Which lines of the items below contain the word "building"? Show every such line in full, treating uppercase and lowercase as different.
━━ Material for the task ━━
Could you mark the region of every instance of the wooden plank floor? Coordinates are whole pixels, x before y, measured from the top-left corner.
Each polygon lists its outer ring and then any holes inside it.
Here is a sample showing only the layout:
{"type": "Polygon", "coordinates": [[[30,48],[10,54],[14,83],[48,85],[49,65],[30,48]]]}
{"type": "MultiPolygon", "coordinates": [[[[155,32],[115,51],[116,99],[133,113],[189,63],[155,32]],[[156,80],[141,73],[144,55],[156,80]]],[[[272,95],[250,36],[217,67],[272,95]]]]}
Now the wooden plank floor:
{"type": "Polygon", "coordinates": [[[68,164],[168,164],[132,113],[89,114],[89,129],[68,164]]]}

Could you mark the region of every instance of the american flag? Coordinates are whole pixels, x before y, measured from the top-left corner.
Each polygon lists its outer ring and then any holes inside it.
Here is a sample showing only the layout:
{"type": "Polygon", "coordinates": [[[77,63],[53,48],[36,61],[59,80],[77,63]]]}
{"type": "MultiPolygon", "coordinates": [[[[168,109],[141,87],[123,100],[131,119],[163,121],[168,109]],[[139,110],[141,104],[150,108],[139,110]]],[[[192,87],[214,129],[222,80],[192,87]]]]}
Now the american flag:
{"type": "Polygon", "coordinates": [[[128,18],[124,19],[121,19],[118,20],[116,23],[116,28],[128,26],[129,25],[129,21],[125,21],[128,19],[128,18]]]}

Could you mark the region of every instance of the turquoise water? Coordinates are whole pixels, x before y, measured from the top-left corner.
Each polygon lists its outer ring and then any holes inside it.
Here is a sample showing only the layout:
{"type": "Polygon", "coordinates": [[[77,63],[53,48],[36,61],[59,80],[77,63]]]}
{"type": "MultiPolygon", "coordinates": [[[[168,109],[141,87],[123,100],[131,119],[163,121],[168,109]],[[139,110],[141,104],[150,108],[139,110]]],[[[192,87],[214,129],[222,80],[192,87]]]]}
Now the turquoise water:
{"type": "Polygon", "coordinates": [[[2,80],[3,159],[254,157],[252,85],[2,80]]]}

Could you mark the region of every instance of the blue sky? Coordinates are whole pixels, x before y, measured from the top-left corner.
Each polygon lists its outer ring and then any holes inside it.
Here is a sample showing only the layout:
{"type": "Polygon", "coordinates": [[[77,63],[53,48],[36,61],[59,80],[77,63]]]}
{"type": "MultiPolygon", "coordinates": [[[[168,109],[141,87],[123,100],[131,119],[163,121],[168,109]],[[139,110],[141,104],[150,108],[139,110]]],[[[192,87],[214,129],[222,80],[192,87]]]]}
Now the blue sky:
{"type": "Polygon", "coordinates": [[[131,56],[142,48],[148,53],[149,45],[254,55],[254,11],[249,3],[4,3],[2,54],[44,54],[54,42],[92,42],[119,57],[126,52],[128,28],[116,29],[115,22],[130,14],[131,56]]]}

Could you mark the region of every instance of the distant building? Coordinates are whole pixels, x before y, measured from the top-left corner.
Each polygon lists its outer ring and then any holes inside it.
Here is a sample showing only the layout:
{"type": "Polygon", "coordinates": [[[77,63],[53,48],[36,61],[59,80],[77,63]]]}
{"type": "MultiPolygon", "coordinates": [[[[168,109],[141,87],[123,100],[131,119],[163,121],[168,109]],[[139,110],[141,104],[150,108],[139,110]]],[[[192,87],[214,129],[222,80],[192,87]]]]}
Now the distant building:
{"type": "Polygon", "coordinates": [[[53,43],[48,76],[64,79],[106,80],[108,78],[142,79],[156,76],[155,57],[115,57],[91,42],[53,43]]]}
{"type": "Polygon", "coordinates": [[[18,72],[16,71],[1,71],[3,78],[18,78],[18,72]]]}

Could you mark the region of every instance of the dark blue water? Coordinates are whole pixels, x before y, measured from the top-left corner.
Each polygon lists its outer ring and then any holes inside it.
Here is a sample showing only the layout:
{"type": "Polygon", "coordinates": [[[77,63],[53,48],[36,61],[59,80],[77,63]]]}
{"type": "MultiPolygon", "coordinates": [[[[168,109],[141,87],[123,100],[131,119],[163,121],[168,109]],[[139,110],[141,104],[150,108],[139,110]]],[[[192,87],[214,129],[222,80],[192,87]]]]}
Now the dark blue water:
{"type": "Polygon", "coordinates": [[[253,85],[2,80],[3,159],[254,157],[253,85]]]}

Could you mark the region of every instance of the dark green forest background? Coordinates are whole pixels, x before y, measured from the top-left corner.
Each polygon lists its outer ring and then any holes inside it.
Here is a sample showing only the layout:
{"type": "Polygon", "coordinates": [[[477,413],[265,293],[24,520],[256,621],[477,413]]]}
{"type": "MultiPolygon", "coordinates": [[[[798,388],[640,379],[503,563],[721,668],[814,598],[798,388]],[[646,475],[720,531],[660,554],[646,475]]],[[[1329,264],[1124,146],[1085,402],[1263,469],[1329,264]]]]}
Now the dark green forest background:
━━━
Finished exercise
Could you mark the region of every instance of the distant building? Coordinates are whole pixels, x before y, measured from the top-left corner.
Now the distant building:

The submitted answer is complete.